● **Extract to read**
This is the codebase for the paper: "When Can Models Learn From Explanations? A Formal Framework for Understanding the Roles of Explanation Data"
Here's the directory structure:
data/ --> data folder (files too large to upload here but are publicly available)
models/ --> contains special model classes for use with retrieval model
training_reports/ --> folder to be populated with individual training run reports
result_sheets/ --> folder to be populated with .csv's of results from experiments
figures/ --> contains plots generated by plots.Rmd
main.py --> main script for all individual experiments in the paper
make_SNLI_data.py --> convert e-SNLI .txt files to .csv's
plots.Rmd --> R markdown file that makes plots using .csv's in result_sheets
report.py --> experiment logging class, reports appear in training_reports
retriever.py --> class for retrieval model
run_tasks.py --> script for running several experiments for each RQ in the paper
utils.py --> data loading and miscellaneous utilities
write_synthetic_data.py --> script for writing synthetic datasets
The code is written in python 3.6. plots.Rmd
is an R markdown file that makes the plots for each experiment. The package requirements are:
torch==1.4
transformers==3.3.1
faiss-cpu==1.6.3
pandas==1.0.5
numpy==1.18.5
scipy==1.4.1
sklearn==0.23.1
argparse==1.1
json==2.0.9
Experimental results in the paper are replicated by running run_tasks.py
with a special experiment command. Below, we give commands organized by the corresponding research question in the paper. For synthetic data experiments, all that is required is that you first set save_dir
and cache_dir
in main.py
. We later give instructions for downloading and formatting data for experiments with existing datasets.

● **Work to do**
[a] According to the codebase README, which file converts the e-SNLI .txt files to .csv's?
[b] Write out the part of the codebase README between "This is the" and "are publicly available)", inclusive.
[c] Write what comes next in the codebase README, picking up after its final sentence.

● **Information shown**
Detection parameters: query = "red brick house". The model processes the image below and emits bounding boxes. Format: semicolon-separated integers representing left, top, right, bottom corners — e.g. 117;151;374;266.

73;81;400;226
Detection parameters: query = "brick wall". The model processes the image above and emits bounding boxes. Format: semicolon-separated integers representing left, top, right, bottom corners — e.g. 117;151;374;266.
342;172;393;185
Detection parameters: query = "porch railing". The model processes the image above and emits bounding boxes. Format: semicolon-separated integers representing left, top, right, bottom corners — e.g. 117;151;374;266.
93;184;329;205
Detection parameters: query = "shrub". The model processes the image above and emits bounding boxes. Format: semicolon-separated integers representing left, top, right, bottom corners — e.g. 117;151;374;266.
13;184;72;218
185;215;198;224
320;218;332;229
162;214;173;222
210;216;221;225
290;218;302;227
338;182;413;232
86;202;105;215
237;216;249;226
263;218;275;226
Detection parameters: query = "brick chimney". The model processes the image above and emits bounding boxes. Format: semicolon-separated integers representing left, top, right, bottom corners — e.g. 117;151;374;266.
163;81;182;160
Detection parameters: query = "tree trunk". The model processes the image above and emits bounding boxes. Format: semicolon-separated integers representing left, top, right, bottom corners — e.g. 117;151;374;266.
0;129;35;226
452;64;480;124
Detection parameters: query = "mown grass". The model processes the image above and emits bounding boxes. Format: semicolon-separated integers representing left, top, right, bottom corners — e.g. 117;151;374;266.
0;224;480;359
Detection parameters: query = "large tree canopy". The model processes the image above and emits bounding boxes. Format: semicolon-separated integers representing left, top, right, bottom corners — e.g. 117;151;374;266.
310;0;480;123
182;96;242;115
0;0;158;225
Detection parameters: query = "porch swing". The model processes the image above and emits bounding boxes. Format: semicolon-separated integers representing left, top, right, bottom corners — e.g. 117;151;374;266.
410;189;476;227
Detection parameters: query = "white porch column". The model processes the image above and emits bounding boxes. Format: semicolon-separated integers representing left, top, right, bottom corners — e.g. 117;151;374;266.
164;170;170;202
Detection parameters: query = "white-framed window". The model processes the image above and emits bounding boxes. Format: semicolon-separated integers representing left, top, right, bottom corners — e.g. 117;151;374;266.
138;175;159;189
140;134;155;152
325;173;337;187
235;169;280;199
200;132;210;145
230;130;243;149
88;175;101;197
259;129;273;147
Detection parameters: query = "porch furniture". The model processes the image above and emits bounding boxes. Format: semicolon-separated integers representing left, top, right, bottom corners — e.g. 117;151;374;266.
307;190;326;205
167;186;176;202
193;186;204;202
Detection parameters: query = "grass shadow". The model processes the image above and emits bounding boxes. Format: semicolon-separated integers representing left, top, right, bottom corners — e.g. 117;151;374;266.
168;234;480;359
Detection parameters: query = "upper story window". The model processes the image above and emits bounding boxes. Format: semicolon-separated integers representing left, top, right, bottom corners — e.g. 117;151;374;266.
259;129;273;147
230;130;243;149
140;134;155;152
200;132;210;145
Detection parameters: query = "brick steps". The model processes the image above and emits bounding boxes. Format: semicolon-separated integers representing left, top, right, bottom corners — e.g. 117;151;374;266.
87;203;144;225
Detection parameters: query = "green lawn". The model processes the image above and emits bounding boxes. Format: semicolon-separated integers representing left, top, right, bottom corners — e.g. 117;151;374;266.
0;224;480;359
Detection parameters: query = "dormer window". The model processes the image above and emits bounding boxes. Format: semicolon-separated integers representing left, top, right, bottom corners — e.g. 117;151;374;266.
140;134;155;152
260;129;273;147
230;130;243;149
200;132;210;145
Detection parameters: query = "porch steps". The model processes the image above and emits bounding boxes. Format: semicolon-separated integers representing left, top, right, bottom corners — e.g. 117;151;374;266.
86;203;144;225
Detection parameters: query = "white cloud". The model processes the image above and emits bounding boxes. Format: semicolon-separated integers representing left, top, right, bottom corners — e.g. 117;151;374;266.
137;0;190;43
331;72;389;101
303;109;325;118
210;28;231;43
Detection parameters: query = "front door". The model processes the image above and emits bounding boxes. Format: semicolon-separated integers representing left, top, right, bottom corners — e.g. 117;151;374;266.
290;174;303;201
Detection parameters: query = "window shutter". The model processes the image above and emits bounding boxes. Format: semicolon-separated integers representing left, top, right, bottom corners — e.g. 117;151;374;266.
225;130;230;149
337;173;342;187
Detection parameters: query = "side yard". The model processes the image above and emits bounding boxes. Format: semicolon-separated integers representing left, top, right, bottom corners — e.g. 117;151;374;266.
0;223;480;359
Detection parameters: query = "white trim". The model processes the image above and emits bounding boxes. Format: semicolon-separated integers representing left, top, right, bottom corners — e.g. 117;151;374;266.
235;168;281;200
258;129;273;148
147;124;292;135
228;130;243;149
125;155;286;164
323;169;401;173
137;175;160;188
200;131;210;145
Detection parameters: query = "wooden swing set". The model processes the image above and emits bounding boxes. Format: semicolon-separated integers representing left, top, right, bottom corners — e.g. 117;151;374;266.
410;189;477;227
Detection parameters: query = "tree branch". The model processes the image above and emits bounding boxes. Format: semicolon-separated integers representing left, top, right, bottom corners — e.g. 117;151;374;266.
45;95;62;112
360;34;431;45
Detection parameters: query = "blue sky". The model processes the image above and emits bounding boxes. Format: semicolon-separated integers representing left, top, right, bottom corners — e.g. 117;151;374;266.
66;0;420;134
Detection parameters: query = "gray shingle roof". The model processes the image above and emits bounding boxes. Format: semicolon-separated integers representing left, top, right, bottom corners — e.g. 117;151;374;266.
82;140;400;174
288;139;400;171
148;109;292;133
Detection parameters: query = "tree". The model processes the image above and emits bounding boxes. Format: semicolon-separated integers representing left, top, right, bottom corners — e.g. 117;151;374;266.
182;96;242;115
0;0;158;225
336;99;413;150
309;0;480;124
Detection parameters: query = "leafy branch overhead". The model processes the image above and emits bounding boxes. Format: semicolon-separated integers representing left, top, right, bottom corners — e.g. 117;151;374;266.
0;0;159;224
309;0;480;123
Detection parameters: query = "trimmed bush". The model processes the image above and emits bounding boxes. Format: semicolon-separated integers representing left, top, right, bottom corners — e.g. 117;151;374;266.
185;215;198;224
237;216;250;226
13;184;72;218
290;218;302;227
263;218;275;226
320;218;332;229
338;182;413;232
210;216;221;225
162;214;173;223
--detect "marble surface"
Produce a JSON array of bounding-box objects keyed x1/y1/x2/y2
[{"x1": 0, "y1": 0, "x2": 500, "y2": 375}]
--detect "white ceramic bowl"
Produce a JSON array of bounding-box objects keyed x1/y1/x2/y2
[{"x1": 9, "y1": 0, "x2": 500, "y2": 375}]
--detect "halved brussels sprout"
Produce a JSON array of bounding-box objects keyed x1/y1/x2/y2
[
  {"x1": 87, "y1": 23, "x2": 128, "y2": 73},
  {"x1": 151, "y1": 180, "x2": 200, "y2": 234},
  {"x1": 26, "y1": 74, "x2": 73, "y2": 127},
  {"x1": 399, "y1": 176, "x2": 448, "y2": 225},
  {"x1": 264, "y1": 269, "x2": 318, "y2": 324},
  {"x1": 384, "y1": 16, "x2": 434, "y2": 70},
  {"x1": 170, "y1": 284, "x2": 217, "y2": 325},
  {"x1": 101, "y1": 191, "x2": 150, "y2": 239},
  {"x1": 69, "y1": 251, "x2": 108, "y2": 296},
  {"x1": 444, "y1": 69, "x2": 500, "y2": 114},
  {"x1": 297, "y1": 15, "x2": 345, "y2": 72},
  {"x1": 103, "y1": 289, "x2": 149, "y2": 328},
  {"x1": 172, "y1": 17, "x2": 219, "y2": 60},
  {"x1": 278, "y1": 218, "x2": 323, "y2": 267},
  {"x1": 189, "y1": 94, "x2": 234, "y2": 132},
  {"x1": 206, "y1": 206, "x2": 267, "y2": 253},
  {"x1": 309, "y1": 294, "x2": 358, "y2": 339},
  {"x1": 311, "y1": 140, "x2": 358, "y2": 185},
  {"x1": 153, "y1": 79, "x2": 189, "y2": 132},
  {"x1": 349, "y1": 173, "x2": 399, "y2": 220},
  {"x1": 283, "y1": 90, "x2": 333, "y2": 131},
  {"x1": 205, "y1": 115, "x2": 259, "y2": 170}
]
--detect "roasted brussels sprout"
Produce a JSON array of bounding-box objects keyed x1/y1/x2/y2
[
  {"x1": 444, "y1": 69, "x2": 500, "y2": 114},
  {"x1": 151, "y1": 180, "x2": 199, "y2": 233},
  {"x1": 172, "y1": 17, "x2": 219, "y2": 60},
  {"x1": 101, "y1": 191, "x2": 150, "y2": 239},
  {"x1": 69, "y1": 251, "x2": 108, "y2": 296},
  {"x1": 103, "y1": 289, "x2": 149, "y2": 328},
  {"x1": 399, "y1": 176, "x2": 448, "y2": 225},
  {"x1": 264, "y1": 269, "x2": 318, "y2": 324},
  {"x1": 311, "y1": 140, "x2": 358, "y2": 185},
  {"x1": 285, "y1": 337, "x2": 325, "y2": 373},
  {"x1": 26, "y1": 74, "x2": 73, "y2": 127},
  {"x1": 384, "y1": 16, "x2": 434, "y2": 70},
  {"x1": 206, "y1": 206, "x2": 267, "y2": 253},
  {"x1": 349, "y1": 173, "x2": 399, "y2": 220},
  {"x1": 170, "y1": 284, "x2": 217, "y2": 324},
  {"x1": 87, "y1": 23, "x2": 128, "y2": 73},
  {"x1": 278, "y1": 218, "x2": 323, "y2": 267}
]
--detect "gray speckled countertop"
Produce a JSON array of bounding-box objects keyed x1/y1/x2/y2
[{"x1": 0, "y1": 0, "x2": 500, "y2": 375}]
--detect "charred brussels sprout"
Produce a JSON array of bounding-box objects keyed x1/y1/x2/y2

● **The responses**
[a] make_SNLI_data.py

[b]
This is the codebase for the paper: "When Can Models Learn From Explanations? A Formal Framework for Understanding the Roles of Explanation Data"
Here's the directory structure:
data/ --> data folder (files too large to upload here but are publicly available)

[c]
The run_tasks.py
script can take a few additional arguments when desired: --seeds
gives the number of seeds to run for each session (defaults to 1), --gpu
controls the GPU, and --train_batch_size
and --grad_accumulation_factor
can be used to control the effective train batch size and memory usage.
RQ1
python run_tasks.py --experiment memorization_by_num_tasks
RQ2
python run_tasks.py --experiment memorization_by_n
python run_tasks.py --experiment missing_by_learning
RQ3
python run_tasks.py --experiment evidential_by_learning
python run_tasks.py --experiment recomposable_by_learning
RQ4
python run_tasks.py --experiment evidential_opt_by_method_n
RQ5
python run_tasks.py --experiment memorization_by_r_smoothness
RQ6
python run_tasks.py --experiment missing_by_feature_correlation
python run_tasks.py --experiment missing_opt_by_translate_model_n
RQ7
python run_tasks.py --experiment evidential_by_retriever
python run_tasks.py --experiment evidential_by_init
RQ8
The dataused used in the paper can be obtained here: TACRED and e-SNLI (SemEval included here), and should be placed into folders in data/
titled semeval
, tacred
, and eSNLI
. Running make_SNLI_data.py
will format the SNLI data into .csv files as expected by data utilities in utils.py
.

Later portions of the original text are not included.